Records supplied:
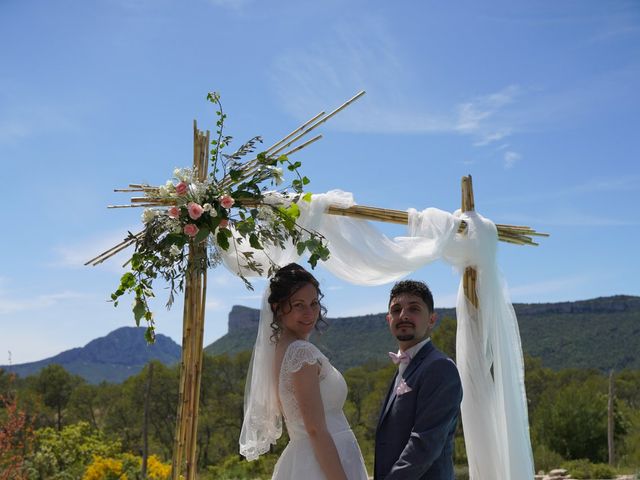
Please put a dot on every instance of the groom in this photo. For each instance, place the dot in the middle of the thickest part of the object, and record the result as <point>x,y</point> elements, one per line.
<point>414,437</point>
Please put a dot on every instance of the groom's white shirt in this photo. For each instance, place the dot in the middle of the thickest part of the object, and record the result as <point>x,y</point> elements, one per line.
<point>412,352</point>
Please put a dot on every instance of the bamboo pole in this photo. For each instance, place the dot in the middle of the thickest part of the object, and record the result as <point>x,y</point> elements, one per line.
<point>610,420</point>
<point>184,461</point>
<point>470,278</point>
<point>514,234</point>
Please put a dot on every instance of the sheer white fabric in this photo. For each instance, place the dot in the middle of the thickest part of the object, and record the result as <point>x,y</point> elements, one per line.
<point>262,423</point>
<point>494,411</point>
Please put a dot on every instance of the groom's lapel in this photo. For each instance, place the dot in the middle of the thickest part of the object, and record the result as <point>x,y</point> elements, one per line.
<point>412,367</point>
<point>391,396</point>
<point>417,360</point>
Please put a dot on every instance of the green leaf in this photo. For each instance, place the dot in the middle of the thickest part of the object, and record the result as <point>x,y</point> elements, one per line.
<point>202,234</point>
<point>222,240</point>
<point>235,174</point>
<point>127,281</point>
<point>150,334</point>
<point>255,242</point>
<point>138,311</point>
<point>294,210</point>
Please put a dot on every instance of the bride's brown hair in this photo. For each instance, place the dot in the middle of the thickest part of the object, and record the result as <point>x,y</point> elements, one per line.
<point>283,285</point>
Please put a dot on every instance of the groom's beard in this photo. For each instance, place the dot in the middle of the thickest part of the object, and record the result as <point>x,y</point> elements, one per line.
<point>405,337</point>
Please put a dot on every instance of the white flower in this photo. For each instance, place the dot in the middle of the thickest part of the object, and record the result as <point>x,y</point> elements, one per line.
<point>148,215</point>
<point>277,174</point>
<point>265,214</point>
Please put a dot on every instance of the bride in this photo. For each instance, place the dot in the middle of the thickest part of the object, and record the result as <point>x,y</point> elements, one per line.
<point>290,377</point>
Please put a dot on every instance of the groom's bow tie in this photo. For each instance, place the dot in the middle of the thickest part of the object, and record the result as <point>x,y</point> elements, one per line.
<point>403,358</point>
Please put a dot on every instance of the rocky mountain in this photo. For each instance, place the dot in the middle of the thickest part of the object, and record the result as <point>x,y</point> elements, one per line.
<point>601,333</point>
<point>113,358</point>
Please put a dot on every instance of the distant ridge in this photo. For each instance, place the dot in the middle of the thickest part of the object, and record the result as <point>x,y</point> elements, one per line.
<point>112,358</point>
<point>601,333</point>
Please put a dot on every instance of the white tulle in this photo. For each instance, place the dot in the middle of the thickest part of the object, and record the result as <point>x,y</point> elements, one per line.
<point>489,353</point>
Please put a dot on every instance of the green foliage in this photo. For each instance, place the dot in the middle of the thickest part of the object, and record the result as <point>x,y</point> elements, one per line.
<point>567,414</point>
<point>55,385</point>
<point>199,215</point>
<point>62,455</point>
<point>545,459</point>
<point>583,469</point>
<point>235,467</point>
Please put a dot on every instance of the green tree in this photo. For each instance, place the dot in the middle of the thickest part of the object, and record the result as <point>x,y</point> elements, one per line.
<point>64,454</point>
<point>572,420</point>
<point>55,385</point>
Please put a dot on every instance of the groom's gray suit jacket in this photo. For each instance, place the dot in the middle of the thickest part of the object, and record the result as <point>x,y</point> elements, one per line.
<point>414,437</point>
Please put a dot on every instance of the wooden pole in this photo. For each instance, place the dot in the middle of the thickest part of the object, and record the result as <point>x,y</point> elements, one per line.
<point>145,425</point>
<point>470,274</point>
<point>610,422</point>
<point>184,461</point>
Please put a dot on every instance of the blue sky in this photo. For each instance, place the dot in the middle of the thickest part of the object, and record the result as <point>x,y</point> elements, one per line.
<point>537,100</point>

Brief:
Shift every x and y coordinate in the answer points by -117 while rewriting the rows from the line with "Please put a dot on every instance of the bamboo" to the line with "<point>514,234</point>", both lines included. Keep every other line and all other text unchanged.

Task result:
Please put a dot on every instance of the bamboo pole in this photo. For each instance, place the dot in the middle of the thickest part of the object, and record the result as <point>x,y</point> elements, one per line.
<point>493,303</point>
<point>67,344</point>
<point>353,161</point>
<point>397,117</point>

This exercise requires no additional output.